**Written task**
Quote the fan post about Side Order from the passage that begins with "some kind of" through the one that ends with "or playing pvp.".

**Text to read**
HI GARLIC ANON NICE TO SEE YOU THANK YOU FOR GIVING ME AN EXCUSE TO RAMBLE BECAUSE I AM GOING TO EXPLOSE IN ANTICIPATION OF SIDE ORDER
Agent 4. First and foremost this is the top of my list. I would love to have them appear in full 3d (and be available to see/have their own dedicated place on the map like captain 3 is cuz i want to take pictures. but thats less important) but honestly at this point ill even take them just being mentioned. it would suck if they were the only agent to not show up at all in 3 but like PLEASE JUST LET ME KNOW THEY ARE OK AND WELL WHERE DID YALL LEAVE 4 ARE THEY JUST STATIONED ELSEWHERE ARE THEY FOCUSING ON PERSONAL/NON NSS STUFF PLEASE MENTION MY DARLING BABY- ahem sorry im very normal
No dedf1sh villain :( i mean i ould be fine with it from a storytelling point if its good. but like. i want to imagine acht being ok after all this. pls let her be fine and ok. like on one hand it would be cool. but on the other hand... thats my baby pls dont make her evil :(
NO MARINA VILLAIN EITHER. well like. this is more subjective. but like. no like intentional "i wanna take over the world and do harm" kind of villain. if shes responsible for the bad stuff in an indirect or unintentional way id be ok w that. like idk she tried to do smth and it got out of hand? but if its just "ooh isure do hate the splatfest results so now im gonna turn evil >:(" kind of thing i just dont think it would fit her character.
some kind of reward. beyond just beating the dlc obviously. like. its meant to be played over and over and over again, right? i want some sort of reward(s) to work toward to incentivize that. idk i just want smth else to work towards besides just salmon run scales or playing pvp.
im also really looking forward to seeing pearl and 8 together again. i just feel like pearl being the one giving the advice and guidance, potentially without having a voice of reason like marina, is going to be very fun. she says the funniest most unhinged stuff. i adore pearl and i cannot wait to see her.
IM ALSO RLLY LOOKING FORWARD TO FIGHTING ALONGSIDE PEARL. it was SO much fun having little buddy in hero mode. like just having a lil companion who helps u in video games is the best.
at this point i think its time to retire the octoling enemies unless we have a reason for them. they barely made any sense at all in 3, and unless they do something creative with them i just dont think they have a place as enemies again. luckily none of the trailers show enemy octolings, so fingers crossed we don't have to beat up poor mind controlled octolings for a third time.
ok i know not everyone agrees with this. and given how side order looks so far, i dont think/actually want it to happen. but it would be nice to get more deep cut content. we didnt get to actually spend time with them in story mode. they were just antagonists the whole time and then once they joined the players side we got immediately thrust into the final parts of story mode. they didnt really get a chance to shine as friends rather than foe. but ig we already get tosee that on the splatcast. and the story mode is rlly just to show the other side of them we dont get to see on air. so at this point from what we know about side order, it wouldnt make any sense for themto be there. they dont know 8. but early on before we got any trailers and all we knew was that there was going to be a dlc with off the hook,,,, i was hoping for a deep cut cameo... now we have no way for deep cut and off the hook to meet after this. like deep cut and the squid sisters know each other and get along(?). and we know marina is a huge squid sisters fan, and pearl at least knows of them. Plus pearl and marina have met capn cuttlefish and made friends w him. so were probably able to infer that off the hook and the squid sisters have hung out more since octo expansion. i think there is even official art of them together in multiple pictures? so they are obviously friends now. but deep cut and off the hook dont know each other.... SO HOW ARE WE SUPPOSED TO GET A DEEP CUT, SQUID SISTERS, AND OFF THE HOOK CONCERT. I NEED INTERACTIONS WITH THEM.

**Stored data**

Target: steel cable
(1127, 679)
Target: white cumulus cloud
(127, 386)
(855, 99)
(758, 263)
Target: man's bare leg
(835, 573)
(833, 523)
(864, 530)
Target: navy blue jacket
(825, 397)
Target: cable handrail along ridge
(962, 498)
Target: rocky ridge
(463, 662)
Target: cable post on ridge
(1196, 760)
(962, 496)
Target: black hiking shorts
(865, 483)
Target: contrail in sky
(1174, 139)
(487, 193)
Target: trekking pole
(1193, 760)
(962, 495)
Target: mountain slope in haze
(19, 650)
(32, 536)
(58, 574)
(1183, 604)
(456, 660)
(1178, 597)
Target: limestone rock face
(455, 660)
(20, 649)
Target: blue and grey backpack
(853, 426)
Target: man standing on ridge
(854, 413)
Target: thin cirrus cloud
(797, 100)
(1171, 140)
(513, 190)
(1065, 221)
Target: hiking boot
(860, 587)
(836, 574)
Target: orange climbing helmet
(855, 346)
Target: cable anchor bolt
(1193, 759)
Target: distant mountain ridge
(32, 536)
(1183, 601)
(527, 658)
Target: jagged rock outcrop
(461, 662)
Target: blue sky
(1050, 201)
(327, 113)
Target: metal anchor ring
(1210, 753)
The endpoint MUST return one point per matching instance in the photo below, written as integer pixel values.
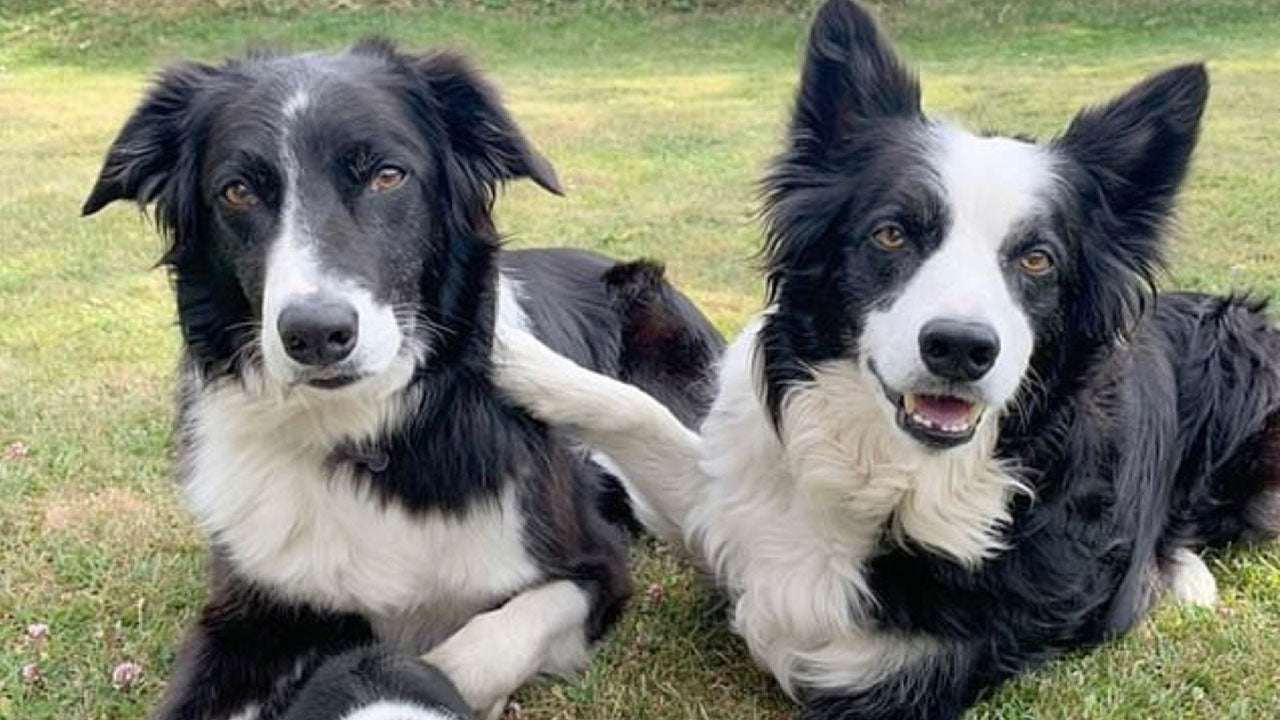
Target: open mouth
(938, 420)
(935, 419)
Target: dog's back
(622, 319)
(1226, 350)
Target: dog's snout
(959, 350)
(319, 331)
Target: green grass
(659, 124)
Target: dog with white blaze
(360, 479)
(967, 434)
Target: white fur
(260, 486)
(387, 710)
(1189, 579)
(293, 273)
(991, 185)
(539, 630)
(785, 524)
(613, 418)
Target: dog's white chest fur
(259, 483)
(787, 523)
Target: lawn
(659, 123)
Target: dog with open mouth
(359, 477)
(967, 434)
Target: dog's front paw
(1189, 579)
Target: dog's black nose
(319, 331)
(959, 350)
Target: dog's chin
(332, 378)
(936, 418)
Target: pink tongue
(942, 409)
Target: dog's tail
(1229, 409)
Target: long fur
(394, 497)
(878, 575)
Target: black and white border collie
(338, 281)
(967, 434)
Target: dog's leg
(658, 455)
(540, 630)
(247, 655)
(1189, 580)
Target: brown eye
(238, 196)
(888, 237)
(1036, 263)
(387, 178)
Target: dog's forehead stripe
(991, 183)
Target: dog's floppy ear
(480, 131)
(147, 153)
(1138, 146)
(850, 76)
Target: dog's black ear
(479, 128)
(850, 76)
(1128, 162)
(145, 156)
(1137, 147)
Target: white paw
(494, 712)
(1189, 579)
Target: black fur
(433, 249)
(1150, 422)
(373, 674)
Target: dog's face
(958, 270)
(329, 201)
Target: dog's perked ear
(147, 155)
(1127, 160)
(850, 76)
(481, 135)
(1138, 146)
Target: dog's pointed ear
(1137, 147)
(850, 74)
(480, 130)
(145, 155)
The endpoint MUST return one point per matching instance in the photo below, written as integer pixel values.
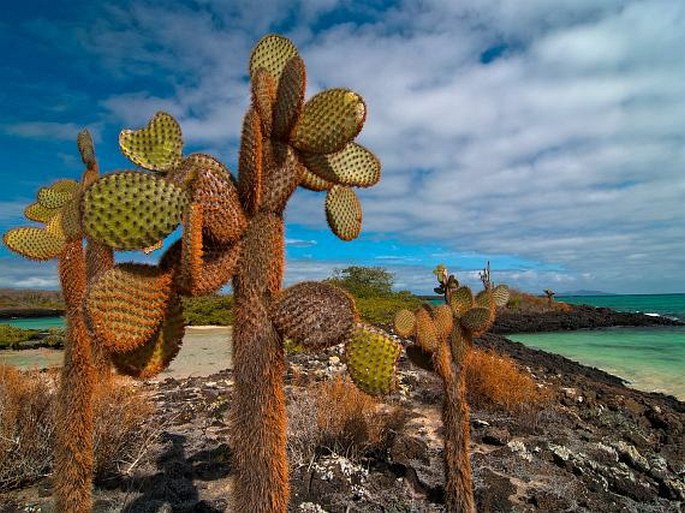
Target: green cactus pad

**Expected output**
some kind of reward. beyond just beating the dlc obviously. like. its meant to be played over and over and over again, right? i want some sort of reward(s) to work toward to incentivize that. idk i just want smth else to work towards besides just salmon run scales or playing pvp.